*PROVIDED TEXT*
Darnell becomes the 12th Rockefeller scientist to receive the award since it was established in 1959. Though announced last week, the honor becomes official on November 6, when President Bush will present the medal to Darnell at a formal White House ceremony.
The news comes just weeks after two of Darnell’s Rockefeller colleagues were also awarded two of the highest honors in science: the Albert Lasker Award for Basic Medical Research, to Robert Roeder, and the Nobel Prize in Chemistry, to Roderick MacKinnon (see story, above).
“It’s an especially exciting time to be part of this university,” says Paul Nurse, president of Rockefeller. “To win three prestigious prizes in such rapid succession is a testament to the quality of scientific research that goes on at this institution.”
Darnell, who is a Vincent Astor Professor and head of the Laboratory of Molecular Cell Biology, is best known for supplying much of the evidence for the theory — now generally accepted — that RNA is formed by a process of molecular carpentry in which chemicals are strung together into a long chain that is then cut into usable pieces.
Perhaps the most far-reaching results from Darnell’s laboratory began with research in the early 1980s that culminated with the mapping of the first complete “signal transduction” pathway in 1992. This pathway, named the JAK-STAT pathway, receives cues from molecules outside the cell and, in response, generates signals that travel to the cell’s nucleus, where specific tasks, such as the manufacture of hormones or other proteins, are initiated.
In this way, changes in environmental conditions outside of a cell can elicit specific reactions from the cell itself. The process is critical to cell-to-cell communication and cell specialization. In fact, when it was made, the discovery promoted a flurry of research into the ways cells receive signals to become and remain specialized, to respond to growth factors and to deal with infection.
Darnell’s research also has led to important insights about cancer. A protein called Stat3, one of the components of the JAK-STAT pathway, was previously known to be activated in various human cancer types, including lymphomas, leukemias, breast cancer and a high percentage of head and neck cancers. Darnell and his colleagues showed, for the first time, that persistent Stat3 activation could contribute directly to the development of these tumors.
Darnell also has made lasting contributions to the scientific community, both at Rockefeller and beyond. Over 120 doctoral and postdoctoral students have studied with him, 50 of whom are full professors and laboratory directors at research institutions throughout the world. At Rockefeller, beginning in the mid-1980s, he helped to establish more than 15 new junior faculty positions. He also has authored two books and served on the editorial boards of numerous journals.
The National Medal of Science recognizes scientists who have made outstanding contributions in their fields. Candidates are evaluated by a committee of 12 scientists appointed by the president of the United States. This year eight scientists will receive National Medals. The last time a Rockefeller University scientist won a National Medal of Science was in 1989, when Joshua Lederberg was recognized.

*AIM OF THE TASK*
Set down word for word the part of the article about Darnell's National Medal of Science starting with "Perhaps the most" and going on through "deal with infection.". Rely only on the article about Darnell's National Medal of Science.

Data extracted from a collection

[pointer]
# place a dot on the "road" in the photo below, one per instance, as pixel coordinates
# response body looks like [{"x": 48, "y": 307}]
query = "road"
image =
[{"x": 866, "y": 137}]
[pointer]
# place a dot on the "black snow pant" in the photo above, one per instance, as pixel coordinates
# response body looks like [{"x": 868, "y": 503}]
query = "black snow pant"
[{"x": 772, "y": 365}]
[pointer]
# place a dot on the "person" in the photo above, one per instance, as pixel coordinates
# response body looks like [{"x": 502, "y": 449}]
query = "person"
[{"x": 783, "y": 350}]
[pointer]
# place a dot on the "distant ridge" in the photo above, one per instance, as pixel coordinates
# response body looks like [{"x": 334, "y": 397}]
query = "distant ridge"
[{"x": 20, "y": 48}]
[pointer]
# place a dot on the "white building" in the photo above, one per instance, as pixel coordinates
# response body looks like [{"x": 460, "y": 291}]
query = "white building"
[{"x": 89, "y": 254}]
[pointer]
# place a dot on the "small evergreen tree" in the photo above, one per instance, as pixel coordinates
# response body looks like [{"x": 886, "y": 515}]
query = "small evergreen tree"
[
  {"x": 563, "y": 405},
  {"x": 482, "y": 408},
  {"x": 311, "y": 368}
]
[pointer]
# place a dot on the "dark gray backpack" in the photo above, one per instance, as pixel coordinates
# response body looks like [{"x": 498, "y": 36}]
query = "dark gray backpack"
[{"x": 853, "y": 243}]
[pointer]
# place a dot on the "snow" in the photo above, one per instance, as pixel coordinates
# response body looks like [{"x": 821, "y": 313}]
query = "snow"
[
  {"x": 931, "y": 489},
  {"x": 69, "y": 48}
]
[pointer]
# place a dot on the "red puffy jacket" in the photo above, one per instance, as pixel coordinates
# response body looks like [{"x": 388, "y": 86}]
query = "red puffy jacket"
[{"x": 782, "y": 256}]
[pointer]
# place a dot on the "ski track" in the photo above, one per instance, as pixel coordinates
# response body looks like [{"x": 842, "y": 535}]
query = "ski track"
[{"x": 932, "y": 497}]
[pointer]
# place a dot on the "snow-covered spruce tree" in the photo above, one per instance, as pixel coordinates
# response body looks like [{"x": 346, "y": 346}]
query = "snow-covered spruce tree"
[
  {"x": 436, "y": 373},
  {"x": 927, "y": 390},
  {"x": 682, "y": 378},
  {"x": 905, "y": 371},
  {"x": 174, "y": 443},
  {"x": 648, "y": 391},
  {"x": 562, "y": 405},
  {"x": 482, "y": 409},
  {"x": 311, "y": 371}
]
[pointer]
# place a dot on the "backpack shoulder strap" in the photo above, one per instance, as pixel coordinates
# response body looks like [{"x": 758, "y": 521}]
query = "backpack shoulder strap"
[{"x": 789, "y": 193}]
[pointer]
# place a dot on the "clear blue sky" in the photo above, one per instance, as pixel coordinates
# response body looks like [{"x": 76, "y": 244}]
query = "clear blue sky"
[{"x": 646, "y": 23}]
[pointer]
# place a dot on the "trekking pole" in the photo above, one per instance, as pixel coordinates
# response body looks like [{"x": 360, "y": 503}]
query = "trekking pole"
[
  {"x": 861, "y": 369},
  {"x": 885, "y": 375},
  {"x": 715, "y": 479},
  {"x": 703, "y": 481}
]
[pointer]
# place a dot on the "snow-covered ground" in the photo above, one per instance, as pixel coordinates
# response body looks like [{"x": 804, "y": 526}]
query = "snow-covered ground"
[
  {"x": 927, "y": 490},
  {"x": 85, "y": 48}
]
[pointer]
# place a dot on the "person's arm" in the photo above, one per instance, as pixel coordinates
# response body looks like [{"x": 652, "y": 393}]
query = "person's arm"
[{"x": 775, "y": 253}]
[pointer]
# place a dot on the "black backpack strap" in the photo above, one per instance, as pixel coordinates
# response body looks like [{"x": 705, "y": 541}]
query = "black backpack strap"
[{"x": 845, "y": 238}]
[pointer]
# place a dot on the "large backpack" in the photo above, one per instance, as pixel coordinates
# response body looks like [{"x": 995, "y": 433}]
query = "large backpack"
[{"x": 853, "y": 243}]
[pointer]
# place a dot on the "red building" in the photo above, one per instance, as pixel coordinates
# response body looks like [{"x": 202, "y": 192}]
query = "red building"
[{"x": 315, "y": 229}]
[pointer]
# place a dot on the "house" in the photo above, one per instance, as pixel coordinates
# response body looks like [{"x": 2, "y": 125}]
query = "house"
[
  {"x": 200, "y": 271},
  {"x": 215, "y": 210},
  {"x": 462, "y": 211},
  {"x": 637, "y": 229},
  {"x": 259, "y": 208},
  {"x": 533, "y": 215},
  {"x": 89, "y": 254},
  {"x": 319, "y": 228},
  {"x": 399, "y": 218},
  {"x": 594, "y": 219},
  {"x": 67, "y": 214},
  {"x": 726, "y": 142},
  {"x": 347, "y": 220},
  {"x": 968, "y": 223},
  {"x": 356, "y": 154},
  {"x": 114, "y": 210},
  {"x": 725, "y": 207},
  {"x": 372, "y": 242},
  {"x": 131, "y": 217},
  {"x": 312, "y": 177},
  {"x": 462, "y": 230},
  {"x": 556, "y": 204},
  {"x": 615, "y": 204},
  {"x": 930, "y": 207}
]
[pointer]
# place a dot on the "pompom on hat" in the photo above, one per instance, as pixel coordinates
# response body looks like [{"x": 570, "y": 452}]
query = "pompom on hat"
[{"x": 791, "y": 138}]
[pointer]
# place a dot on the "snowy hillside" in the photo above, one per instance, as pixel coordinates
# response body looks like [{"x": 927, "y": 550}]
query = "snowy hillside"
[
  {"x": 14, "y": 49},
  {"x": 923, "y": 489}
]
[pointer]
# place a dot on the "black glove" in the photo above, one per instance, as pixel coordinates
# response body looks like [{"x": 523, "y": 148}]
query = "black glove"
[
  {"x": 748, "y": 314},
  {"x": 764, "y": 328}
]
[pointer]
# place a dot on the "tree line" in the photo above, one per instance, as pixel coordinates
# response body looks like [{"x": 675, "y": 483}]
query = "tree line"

*SOLVED EXERCISE*
Perhaps the most far-reaching results from Darnell’s laboratory began with research in the early 1980s that culminated with the mapping of the first complete “signal transduction” pathway in 1992. This pathway, named the JAK-STAT pathway, receives cues from molecules outside the cell and, in response, generates signals that travel to the cell’s nucleus, where specific tasks, such as the manufacture of hormones or other proteins, are initiated.
In this way, changes in environmental conditions outside of a cell can elicit specific reactions from the cell itself. The process is critical to cell-to-cell communication and cell specialization. In fact, when it was made, the discovery promoted a flurry of research into the ways cells receive signals to become and remain specialized, to respond to growth factors and to deal with infection.